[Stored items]
--

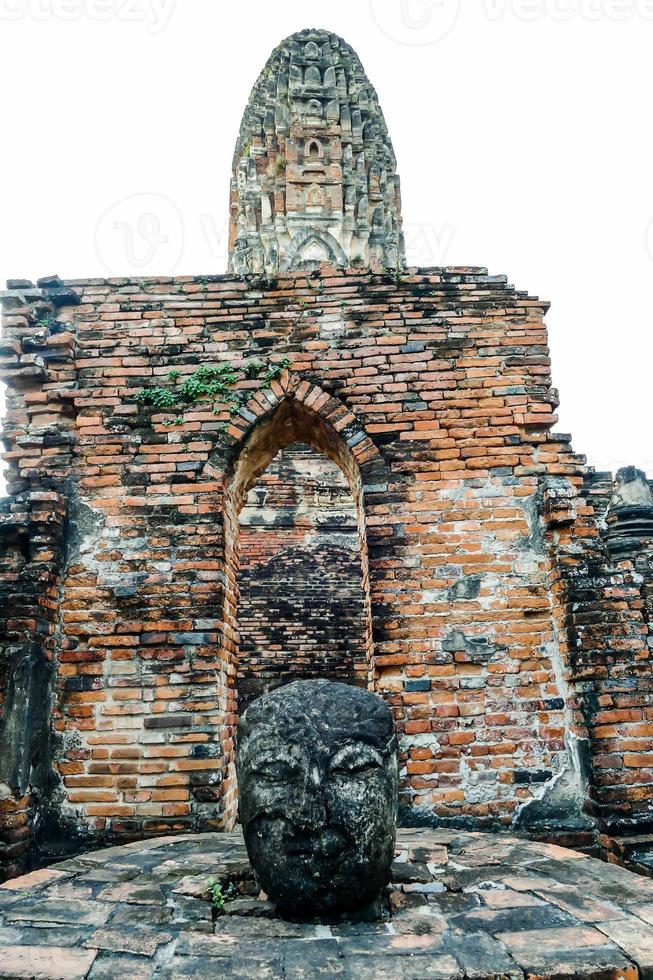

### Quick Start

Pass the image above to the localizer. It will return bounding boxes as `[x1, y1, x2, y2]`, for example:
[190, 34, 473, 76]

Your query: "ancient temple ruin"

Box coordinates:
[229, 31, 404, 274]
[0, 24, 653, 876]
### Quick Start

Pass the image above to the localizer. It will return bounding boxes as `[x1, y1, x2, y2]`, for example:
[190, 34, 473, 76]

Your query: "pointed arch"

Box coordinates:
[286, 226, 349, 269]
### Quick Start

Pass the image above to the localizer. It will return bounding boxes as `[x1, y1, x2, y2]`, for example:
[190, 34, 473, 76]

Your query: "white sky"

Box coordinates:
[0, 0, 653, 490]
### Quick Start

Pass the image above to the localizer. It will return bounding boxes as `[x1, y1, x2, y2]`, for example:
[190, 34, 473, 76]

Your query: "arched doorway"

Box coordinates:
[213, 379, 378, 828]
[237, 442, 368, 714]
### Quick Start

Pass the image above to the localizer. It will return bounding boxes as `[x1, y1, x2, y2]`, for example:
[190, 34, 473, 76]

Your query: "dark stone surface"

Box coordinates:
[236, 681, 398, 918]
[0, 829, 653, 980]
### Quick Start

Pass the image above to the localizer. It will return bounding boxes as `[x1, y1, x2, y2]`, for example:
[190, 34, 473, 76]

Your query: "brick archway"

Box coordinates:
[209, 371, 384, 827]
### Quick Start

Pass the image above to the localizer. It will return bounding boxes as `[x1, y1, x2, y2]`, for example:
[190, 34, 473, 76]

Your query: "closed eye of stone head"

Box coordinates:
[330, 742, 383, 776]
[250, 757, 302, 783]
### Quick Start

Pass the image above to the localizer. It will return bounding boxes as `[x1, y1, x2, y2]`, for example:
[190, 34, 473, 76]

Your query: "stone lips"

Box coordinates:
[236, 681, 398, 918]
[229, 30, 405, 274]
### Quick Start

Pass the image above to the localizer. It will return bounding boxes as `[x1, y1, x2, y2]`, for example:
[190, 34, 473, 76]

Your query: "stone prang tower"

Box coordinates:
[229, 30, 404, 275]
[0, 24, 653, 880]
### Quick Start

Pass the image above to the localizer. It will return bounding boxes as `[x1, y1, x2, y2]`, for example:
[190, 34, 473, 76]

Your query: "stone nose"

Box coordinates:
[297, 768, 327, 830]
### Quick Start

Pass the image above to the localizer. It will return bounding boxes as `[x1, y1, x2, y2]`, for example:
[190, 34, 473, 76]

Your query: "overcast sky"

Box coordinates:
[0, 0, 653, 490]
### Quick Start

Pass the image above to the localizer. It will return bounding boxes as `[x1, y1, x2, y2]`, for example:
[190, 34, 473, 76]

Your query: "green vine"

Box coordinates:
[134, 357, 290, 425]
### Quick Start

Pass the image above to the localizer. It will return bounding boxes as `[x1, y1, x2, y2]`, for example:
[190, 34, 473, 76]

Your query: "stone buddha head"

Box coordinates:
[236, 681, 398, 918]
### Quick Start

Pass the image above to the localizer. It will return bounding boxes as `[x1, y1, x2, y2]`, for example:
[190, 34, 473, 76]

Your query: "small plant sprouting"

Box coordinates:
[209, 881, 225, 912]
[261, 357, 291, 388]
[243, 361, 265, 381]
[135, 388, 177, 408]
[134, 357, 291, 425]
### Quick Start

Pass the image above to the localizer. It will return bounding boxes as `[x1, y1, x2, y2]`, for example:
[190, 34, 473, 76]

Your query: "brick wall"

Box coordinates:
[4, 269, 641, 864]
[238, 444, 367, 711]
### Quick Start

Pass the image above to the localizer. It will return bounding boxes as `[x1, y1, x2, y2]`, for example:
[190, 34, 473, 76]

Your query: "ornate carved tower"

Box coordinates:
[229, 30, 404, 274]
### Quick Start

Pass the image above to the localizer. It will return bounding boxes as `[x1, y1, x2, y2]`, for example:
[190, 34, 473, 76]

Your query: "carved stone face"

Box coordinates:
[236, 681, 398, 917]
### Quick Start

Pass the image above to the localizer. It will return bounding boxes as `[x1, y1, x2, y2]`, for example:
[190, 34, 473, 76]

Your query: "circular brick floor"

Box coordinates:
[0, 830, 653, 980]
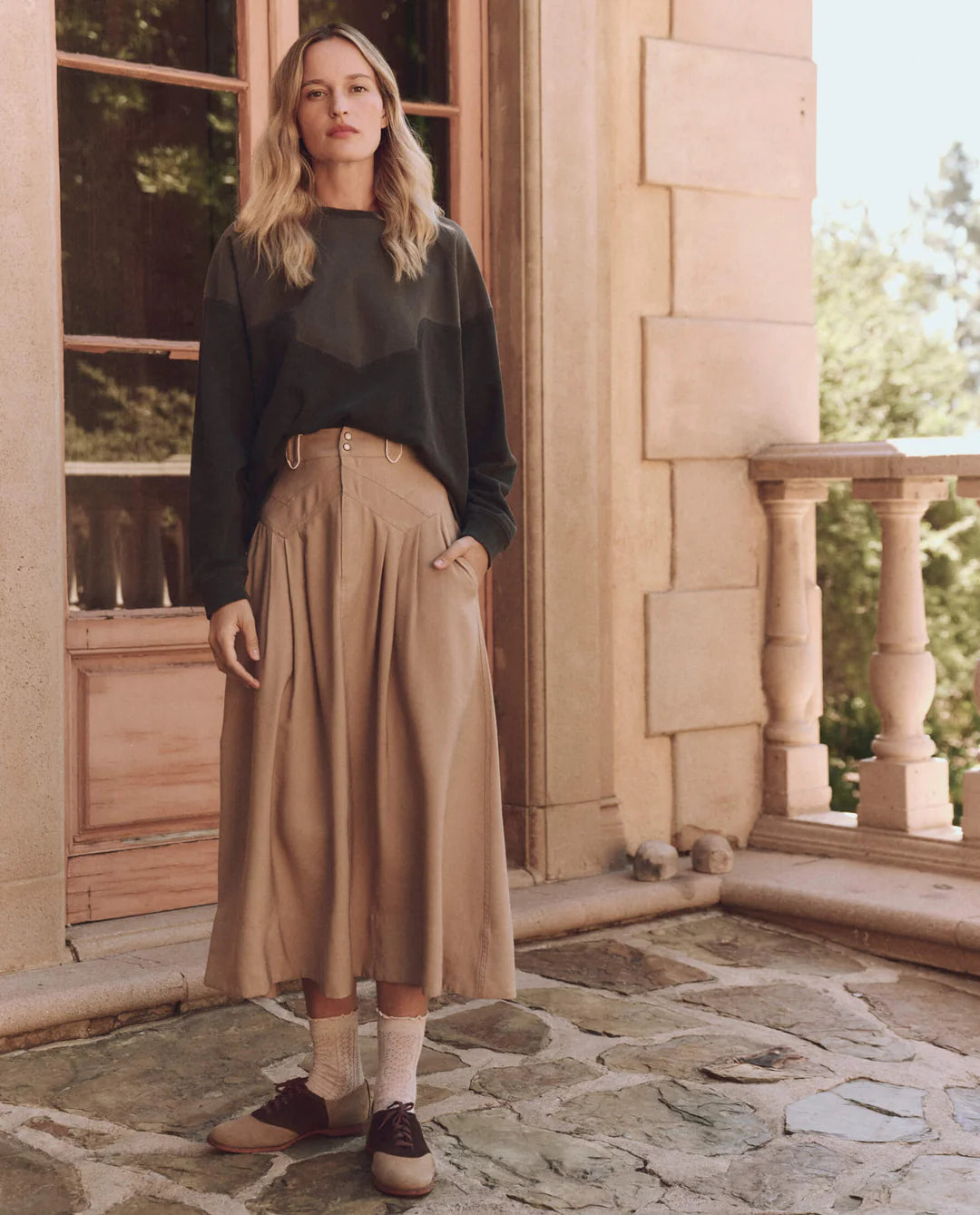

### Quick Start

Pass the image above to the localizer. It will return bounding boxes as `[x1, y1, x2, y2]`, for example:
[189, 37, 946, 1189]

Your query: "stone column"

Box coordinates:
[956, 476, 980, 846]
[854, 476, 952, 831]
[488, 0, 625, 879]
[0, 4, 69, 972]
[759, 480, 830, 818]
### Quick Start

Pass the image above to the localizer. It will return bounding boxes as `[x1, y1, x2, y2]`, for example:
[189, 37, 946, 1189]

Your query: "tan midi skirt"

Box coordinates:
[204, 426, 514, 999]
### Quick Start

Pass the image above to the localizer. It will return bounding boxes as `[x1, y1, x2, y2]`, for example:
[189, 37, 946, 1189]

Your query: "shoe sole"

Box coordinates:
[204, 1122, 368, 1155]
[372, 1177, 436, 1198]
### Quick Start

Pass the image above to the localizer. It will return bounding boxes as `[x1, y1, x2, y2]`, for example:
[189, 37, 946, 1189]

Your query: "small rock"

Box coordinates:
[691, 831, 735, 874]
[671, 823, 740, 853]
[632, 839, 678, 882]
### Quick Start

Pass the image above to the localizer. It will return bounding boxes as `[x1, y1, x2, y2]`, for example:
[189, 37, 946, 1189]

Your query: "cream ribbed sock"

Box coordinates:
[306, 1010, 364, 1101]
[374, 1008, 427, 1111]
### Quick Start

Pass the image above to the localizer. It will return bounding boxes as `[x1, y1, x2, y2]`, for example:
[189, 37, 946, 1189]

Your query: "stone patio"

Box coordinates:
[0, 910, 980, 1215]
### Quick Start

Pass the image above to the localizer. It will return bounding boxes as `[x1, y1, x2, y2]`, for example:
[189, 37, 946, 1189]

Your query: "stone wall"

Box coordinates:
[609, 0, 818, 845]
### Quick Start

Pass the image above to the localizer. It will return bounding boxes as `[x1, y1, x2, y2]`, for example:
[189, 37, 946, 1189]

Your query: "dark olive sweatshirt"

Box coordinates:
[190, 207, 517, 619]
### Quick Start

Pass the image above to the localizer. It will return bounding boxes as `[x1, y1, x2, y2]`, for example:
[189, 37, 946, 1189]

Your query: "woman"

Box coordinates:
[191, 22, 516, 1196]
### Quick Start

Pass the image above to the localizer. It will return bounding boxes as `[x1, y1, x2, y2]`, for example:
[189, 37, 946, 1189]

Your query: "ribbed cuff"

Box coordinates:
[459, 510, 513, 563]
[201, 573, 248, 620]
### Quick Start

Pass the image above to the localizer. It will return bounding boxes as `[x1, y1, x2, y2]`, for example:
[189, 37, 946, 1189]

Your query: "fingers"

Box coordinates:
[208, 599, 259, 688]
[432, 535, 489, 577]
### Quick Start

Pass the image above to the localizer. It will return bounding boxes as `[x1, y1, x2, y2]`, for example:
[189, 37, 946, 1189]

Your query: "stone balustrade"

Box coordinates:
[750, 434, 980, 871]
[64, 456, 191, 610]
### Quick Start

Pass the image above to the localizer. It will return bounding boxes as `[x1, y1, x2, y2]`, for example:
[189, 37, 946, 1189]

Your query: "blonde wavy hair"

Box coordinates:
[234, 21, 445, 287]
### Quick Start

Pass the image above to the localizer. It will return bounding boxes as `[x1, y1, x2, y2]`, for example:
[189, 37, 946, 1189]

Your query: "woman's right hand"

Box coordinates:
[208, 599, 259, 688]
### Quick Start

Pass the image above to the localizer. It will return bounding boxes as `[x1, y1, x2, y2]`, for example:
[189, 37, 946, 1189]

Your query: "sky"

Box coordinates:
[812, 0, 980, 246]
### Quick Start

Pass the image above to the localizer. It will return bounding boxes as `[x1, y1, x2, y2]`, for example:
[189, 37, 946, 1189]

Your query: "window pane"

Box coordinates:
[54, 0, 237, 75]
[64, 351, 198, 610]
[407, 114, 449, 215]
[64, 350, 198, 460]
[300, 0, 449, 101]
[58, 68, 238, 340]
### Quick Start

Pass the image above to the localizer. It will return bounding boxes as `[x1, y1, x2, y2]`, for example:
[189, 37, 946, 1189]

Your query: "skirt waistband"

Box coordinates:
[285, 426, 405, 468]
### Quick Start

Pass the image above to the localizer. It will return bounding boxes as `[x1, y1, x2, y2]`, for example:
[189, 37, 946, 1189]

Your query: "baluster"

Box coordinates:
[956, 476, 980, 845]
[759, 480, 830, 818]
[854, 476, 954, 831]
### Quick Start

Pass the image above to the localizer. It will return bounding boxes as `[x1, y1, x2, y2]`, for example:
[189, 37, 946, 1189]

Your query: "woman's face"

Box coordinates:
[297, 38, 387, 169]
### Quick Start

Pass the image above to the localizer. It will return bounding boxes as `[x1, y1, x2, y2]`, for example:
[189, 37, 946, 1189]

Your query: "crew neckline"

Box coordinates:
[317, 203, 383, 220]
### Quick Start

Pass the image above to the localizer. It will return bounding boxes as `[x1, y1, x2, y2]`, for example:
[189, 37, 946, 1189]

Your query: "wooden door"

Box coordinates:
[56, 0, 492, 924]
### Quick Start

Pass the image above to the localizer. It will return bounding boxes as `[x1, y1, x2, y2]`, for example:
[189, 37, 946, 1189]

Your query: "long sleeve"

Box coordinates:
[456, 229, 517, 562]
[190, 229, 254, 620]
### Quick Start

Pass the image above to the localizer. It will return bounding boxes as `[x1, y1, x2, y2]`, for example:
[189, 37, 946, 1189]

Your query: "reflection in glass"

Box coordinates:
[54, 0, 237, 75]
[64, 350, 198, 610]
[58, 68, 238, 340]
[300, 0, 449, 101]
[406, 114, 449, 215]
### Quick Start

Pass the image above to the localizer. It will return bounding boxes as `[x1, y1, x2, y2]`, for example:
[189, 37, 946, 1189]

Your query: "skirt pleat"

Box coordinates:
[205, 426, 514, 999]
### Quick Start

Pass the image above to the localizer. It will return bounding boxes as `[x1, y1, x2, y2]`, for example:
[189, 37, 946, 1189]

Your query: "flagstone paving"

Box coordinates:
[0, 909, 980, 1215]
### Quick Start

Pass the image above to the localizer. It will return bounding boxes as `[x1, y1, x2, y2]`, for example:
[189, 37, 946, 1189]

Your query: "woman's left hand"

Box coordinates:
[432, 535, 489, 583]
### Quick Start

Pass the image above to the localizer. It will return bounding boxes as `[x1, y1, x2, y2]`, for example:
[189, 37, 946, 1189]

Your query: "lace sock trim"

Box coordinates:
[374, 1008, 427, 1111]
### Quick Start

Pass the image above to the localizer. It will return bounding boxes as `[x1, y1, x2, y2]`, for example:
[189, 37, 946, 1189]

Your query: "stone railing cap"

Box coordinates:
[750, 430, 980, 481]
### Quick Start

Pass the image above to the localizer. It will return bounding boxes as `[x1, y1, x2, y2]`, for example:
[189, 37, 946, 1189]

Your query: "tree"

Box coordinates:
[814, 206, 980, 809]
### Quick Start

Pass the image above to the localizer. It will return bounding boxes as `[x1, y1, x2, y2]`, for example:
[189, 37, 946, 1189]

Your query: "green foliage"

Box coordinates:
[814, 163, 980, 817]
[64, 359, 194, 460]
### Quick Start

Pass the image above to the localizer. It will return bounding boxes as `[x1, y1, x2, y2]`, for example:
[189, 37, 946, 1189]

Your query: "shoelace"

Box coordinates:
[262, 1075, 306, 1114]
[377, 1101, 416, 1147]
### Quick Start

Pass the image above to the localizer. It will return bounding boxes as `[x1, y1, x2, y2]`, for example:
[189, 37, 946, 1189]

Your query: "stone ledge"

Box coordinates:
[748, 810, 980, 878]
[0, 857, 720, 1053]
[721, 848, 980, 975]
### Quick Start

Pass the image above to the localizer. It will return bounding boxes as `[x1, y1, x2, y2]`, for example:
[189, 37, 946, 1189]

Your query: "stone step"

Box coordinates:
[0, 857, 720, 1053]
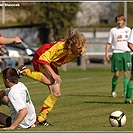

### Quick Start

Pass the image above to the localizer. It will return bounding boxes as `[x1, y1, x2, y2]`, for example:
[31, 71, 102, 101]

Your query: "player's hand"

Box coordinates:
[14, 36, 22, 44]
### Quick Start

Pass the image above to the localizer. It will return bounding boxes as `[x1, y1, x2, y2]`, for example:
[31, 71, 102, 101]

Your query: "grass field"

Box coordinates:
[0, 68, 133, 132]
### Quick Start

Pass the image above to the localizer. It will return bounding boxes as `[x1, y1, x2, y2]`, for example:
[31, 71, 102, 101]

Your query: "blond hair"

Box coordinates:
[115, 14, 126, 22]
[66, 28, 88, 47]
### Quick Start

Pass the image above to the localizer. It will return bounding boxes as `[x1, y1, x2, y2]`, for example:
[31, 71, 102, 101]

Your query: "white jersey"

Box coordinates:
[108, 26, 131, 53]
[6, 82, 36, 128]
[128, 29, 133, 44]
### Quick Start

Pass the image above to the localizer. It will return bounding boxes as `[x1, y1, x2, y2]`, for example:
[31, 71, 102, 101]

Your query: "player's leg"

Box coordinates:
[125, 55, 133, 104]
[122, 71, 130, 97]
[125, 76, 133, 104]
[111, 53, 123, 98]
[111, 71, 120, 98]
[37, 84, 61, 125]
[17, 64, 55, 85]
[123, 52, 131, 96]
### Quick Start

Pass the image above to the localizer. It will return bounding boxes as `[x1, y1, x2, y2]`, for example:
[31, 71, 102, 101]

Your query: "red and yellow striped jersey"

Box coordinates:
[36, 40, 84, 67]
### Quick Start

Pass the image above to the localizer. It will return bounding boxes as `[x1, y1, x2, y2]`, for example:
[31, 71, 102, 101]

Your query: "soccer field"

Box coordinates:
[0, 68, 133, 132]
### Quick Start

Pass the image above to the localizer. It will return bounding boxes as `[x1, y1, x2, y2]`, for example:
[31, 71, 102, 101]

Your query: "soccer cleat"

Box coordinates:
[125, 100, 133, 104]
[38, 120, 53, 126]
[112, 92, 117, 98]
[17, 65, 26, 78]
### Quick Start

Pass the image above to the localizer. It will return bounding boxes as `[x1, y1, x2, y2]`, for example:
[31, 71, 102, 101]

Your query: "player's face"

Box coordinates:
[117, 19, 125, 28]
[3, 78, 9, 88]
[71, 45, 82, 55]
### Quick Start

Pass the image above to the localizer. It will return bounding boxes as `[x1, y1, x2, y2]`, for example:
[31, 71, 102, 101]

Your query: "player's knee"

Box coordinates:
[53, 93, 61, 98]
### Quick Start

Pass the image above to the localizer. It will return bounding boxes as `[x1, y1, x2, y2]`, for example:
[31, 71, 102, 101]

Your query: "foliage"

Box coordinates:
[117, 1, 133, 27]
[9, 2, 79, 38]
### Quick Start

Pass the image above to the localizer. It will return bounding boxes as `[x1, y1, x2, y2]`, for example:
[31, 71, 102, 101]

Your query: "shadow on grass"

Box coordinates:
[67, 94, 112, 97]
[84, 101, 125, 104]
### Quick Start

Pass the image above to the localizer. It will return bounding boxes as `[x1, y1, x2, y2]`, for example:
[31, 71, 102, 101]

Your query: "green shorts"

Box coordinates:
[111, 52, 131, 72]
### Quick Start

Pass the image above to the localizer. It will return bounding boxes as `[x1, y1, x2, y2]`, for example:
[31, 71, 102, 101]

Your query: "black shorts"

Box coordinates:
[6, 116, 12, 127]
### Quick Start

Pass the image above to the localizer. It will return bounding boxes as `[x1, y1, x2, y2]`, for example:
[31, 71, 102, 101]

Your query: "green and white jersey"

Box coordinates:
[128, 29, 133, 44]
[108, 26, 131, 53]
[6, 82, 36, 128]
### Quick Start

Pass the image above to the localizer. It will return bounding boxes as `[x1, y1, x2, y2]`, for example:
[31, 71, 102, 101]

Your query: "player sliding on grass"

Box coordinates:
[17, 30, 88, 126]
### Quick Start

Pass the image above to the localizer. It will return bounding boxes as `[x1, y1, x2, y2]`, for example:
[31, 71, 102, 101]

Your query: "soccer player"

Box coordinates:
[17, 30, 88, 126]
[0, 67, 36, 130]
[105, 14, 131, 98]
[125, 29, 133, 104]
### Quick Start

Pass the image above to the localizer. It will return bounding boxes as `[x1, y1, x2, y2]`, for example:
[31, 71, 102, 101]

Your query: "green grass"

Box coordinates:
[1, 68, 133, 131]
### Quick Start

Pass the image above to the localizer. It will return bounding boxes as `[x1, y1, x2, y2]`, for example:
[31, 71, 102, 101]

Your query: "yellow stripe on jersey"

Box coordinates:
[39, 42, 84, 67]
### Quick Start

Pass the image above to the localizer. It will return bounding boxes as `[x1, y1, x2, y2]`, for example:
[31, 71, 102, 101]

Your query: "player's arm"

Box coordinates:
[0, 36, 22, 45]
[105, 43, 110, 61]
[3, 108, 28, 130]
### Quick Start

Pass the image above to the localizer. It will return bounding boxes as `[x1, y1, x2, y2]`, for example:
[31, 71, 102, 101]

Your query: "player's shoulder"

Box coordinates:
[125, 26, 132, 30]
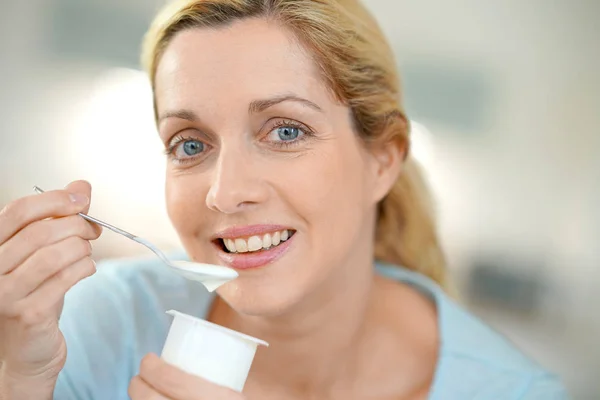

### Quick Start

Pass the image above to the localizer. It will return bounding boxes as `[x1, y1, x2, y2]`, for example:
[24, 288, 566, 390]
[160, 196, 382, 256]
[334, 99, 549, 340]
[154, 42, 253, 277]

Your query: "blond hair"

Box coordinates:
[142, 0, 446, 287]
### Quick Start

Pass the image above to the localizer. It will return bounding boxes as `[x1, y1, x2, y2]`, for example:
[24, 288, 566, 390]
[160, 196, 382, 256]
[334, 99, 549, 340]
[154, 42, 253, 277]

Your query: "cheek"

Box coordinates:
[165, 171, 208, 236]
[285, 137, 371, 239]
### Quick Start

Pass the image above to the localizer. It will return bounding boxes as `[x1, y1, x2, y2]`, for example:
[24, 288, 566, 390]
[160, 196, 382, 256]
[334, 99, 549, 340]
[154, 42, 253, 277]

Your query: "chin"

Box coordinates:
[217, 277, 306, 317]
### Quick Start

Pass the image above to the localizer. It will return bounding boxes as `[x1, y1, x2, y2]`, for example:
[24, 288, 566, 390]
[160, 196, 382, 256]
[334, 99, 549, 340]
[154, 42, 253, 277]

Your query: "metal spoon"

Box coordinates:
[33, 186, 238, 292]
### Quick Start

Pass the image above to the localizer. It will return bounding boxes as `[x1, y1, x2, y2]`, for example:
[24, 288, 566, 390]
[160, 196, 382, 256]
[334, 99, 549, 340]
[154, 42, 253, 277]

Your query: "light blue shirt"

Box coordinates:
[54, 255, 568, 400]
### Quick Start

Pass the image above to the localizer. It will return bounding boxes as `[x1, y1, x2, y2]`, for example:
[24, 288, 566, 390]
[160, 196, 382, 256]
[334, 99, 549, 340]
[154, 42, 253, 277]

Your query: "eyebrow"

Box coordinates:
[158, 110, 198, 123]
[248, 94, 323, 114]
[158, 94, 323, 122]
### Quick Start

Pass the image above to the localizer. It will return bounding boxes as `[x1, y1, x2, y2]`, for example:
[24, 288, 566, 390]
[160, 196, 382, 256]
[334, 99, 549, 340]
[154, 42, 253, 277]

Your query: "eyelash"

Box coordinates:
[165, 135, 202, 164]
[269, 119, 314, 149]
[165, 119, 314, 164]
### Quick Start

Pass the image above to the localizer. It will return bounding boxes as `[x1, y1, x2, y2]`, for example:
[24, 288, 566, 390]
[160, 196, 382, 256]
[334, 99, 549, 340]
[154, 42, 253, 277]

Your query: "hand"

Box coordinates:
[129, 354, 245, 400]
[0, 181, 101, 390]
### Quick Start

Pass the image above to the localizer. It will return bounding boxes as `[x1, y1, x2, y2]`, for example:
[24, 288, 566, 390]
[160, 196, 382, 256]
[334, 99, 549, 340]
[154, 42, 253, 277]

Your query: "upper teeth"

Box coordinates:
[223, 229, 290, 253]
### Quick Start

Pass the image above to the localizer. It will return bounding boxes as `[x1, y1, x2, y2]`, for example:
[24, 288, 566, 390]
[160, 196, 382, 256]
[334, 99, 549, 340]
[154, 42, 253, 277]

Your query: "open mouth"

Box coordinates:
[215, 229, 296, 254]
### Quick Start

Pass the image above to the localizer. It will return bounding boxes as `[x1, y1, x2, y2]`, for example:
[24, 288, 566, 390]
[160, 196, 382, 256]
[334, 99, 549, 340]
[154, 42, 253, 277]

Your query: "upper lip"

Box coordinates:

--

**Given instruction**
Reproduce the records verbatim from their start through the line containing "[286, 226, 349, 269]", both ends included. Leave the pictures out of your answer.

**Solution to this exercise**
### Quick Start

Pass the image above to the localizer. It will return bounding boxes as `[x1, y1, x2, y2]`, for example:
[190, 34, 473, 76]

Your query: "ancient temple ruin"

Box coordinates:
[229, 31, 404, 274]
[0, 24, 653, 876]
### Quick Start

Pass the image above to the localizer. It will return bounding boxes as `[x1, y1, x2, y2]`, for example:
[190, 34, 473, 76]

Your query: "pointed arch"

Box coordinates:
[286, 226, 349, 269]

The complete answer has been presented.